* Given request:
In the text on librarianship and information literacy, what reason does the senate report give for libraries having a significant role to play?

The inquiry applauded the profession’s commitment to upgrading its own skills and its efforts to develop skills in others.  It noted perceptions about the relevance of librarians in a changing information industry workforce, concerns about an ageing profession, the increased emphasis on ICT components in undergraduate and postgraduate courses, the decline in those undertaking library courses, the need for better ICT skills in librarians and the importance of continuing education and training.  However, it confined its recommendations to encouraging ongoing research on adaptive technologies for the use of online equipment in public libraries by persons with disabilities.

It is an area that the profession itself must address.  The Museums, Libraries and Arcbives Council, drawing on conclusions in Towards a Strategy for Workforce Development, calls for a thorough overhaul of professional educational needs in the UK and better co-ordination between the various bodies involved in workforce development to confront a ‘cultural malaise’ and address shortfalls in leadership, management, advocacy, technology and commercial skills.  In Australia, the Australian Library and Information Association, Australian Society of Archivists and Records Management Association of Australia are responding to the realities of the marketplace and changes in university education by tinkering with membership classifications, certification and training issues.  Create Australia’s new museum and library and information services training package reflects the changing language of competency.  Amalgamation of the IT-led information disciplines continues to be evolutionary rather than revolutionary.

Information literacy is an imperative that is rated highly by the profession, but is it an overblown concept that attracts misdirected energy and expenditure?

Certainly the ‘digital divide’ drives the World Summit on the Information Society’s agenda and similar programs.  Statistics reinforce a global need: wealthy nations are rapidly accruing the advantages of the global IT revolution, but less that 7 % of the world’s population is online and less than 20% has access to a telephone.  About 99.7 % of the population of the industrialised world can read and write, but in poor countries national literacy rates are as low as 25%.

The senate report accepts this societal need, even for a country with high literacy.  Libraries, it says, have a significant role to play because they are one of the very few organisations to which a majority of the population belongs.  “They have already made a highly valuable contribution, unobtrusively, to an information-literate Australia but must be able to maintain and improve their services, particularly with regard to training and outreach activities, to continue their good work.”  ALIA, the Council of Australian University Librarians and the Council of Australian State Libraries all have policies or standards promoting the value of information literacy to members and a wider constituency.

Information overload is also touted as a cause for library action.  It has become difficult to differentiate between quality material and dross, the argument goes.  According to one report, it has caused an 8 per cent drop in productivity.  Bawden, Holtham and Courtney, in examining its multiple and complex causes and solutions, say that, although information overload is an overused concept, it is a real and continuing issue. But, enforced standardisation of information literacy as a well-meaning attempt to overcome overload, they say, may do more harm than good.

* Record list:

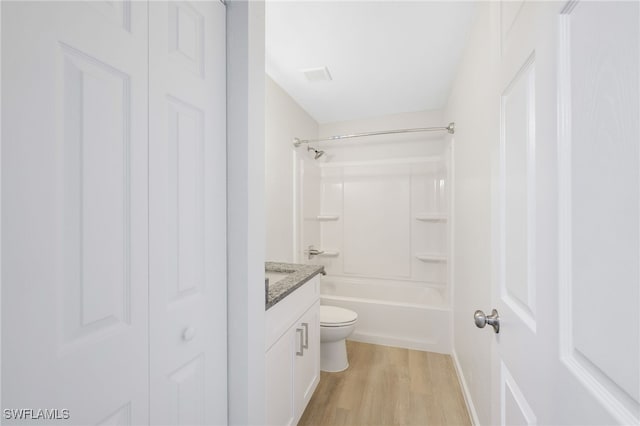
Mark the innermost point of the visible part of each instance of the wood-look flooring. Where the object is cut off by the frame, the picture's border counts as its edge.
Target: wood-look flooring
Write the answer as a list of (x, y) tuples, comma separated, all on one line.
[(388, 386)]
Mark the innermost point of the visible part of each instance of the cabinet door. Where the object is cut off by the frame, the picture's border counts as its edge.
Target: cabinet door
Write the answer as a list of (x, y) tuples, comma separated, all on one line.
[(279, 385), (307, 366)]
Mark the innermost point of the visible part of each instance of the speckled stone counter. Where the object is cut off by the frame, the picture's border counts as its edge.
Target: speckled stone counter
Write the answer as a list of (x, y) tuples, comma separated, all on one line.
[(298, 275)]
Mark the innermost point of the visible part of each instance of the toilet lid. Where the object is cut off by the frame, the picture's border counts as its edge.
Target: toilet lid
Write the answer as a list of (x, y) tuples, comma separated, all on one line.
[(333, 316)]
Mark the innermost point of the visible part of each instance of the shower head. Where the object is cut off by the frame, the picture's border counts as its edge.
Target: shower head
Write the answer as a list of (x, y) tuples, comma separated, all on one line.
[(318, 154)]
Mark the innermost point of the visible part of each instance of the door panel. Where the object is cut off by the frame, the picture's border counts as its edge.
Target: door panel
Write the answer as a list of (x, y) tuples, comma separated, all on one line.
[(599, 172), (74, 188), (187, 221), (569, 126)]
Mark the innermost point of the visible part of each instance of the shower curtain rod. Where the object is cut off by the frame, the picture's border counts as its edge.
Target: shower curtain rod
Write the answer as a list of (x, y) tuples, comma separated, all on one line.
[(450, 128)]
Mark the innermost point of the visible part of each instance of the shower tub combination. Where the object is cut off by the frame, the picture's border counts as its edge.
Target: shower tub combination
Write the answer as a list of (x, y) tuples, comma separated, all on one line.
[(380, 227), (393, 314)]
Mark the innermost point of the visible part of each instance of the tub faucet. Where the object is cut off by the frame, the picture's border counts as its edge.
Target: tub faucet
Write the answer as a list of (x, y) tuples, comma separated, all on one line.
[(312, 252)]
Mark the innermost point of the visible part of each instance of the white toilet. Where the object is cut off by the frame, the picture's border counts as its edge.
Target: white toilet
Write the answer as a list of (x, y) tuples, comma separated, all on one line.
[(336, 324)]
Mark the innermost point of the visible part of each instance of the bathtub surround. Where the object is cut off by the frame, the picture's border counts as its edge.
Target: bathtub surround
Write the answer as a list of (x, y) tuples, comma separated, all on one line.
[(284, 120), (383, 224)]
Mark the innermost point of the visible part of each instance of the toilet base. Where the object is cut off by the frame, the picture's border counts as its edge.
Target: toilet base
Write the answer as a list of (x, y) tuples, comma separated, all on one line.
[(333, 356)]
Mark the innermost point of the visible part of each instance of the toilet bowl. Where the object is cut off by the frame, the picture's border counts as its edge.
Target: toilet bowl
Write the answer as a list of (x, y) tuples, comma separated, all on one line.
[(336, 324)]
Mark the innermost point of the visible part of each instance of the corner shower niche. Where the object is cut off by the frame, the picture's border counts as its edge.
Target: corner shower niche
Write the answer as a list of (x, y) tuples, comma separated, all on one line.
[(384, 230)]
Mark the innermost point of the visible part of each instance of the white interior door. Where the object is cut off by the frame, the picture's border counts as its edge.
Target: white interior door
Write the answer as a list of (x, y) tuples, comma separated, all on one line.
[(567, 242), (74, 211), (187, 169)]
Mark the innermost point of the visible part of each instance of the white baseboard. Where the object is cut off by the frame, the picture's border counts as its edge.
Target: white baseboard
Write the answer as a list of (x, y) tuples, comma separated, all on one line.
[(378, 339), (465, 389)]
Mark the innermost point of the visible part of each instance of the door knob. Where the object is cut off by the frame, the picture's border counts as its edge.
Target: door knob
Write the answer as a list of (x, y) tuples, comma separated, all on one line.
[(493, 320), (188, 334)]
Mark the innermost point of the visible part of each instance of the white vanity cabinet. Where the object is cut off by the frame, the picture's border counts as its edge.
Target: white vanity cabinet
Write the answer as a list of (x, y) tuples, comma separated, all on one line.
[(292, 353)]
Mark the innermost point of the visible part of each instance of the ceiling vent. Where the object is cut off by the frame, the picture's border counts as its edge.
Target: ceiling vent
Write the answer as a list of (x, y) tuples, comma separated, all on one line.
[(315, 75)]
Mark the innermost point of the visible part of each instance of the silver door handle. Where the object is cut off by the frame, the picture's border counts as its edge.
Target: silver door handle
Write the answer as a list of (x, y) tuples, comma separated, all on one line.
[(306, 335), (301, 351), (493, 320)]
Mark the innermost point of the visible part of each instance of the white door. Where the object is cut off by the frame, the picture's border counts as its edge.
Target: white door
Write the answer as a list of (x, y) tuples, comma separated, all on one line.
[(567, 212), (187, 169), (74, 211)]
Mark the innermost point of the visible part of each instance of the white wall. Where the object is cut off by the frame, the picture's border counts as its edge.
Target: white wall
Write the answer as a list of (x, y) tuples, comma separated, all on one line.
[(384, 146), (473, 105), (245, 201), (285, 120)]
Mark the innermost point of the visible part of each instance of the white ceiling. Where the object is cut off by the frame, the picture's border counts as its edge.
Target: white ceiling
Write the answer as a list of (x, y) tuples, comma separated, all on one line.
[(384, 56)]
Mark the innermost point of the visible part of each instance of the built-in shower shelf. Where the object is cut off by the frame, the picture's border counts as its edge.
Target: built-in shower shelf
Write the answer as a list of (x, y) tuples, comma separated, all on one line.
[(432, 217), (327, 217), (431, 257), (328, 253)]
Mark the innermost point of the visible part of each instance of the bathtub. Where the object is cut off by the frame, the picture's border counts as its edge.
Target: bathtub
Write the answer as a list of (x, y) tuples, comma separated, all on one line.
[(393, 313)]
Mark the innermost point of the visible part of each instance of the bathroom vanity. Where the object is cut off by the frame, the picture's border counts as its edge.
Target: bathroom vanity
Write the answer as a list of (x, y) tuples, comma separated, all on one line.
[(292, 333)]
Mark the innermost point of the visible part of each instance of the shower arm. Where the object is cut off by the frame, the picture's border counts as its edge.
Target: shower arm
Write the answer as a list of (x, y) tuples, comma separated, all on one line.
[(450, 129)]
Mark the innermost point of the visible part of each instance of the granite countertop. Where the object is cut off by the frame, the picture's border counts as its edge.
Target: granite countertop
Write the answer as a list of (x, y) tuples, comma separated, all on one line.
[(298, 275)]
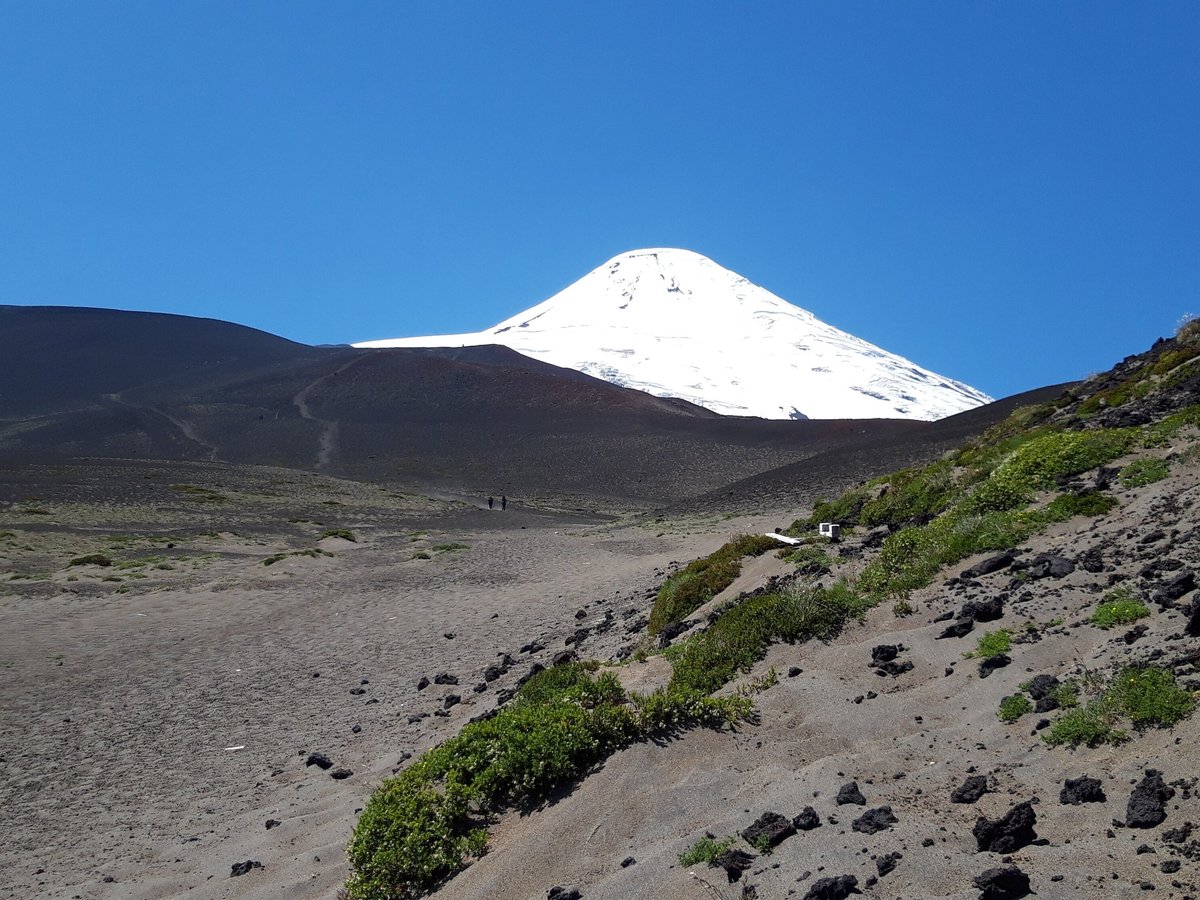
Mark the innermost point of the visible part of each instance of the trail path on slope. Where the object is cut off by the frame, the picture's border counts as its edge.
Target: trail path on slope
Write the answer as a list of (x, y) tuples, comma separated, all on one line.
[(186, 429), (328, 442)]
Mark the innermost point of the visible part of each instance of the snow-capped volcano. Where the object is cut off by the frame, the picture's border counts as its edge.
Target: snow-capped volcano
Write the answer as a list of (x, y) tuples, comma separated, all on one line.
[(676, 324)]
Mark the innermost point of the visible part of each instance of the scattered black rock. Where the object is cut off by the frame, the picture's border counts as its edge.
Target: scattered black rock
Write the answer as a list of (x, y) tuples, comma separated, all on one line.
[(733, 862), (1042, 685), (993, 663), (1007, 834), (808, 820), (959, 629), (1081, 790), (319, 760), (993, 564), (838, 888), (1147, 803), (874, 820), (885, 653), (971, 790), (983, 610), (887, 863), (1006, 882), (771, 828), (851, 793), (1047, 565)]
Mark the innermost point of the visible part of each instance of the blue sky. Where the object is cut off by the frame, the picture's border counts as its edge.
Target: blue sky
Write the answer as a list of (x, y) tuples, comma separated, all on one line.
[(1005, 192)]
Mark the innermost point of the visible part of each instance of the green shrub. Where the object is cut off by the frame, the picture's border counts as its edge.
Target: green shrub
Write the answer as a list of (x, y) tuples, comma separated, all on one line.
[(91, 559), (994, 643), (1144, 472), (706, 850), (1150, 696), (1014, 707), (1121, 609), (741, 635), (703, 579), (1091, 725)]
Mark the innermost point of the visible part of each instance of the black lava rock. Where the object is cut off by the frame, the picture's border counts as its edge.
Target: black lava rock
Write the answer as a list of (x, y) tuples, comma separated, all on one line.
[(875, 820), (838, 888), (993, 663), (1081, 790), (319, 760), (1006, 882), (1042, 687), (983, 610), (1007, 834), (959, 629), (733, 862), (1147, 803), (851, 793), (886, 864), (971, 790), (993, 564), (769, 827)]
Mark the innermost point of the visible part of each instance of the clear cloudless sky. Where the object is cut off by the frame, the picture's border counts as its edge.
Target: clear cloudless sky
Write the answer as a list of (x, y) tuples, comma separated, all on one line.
[(1005, 192)]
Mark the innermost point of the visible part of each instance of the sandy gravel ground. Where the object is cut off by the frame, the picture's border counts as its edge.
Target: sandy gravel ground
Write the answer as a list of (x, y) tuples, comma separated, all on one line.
[(151, 737)]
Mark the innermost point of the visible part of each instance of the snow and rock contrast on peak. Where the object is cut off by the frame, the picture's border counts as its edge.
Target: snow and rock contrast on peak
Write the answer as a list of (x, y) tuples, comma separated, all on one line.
[(676, 324)]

* Solved exercise:
Libraries are one of the very few organizations to which a majority of the population belongs.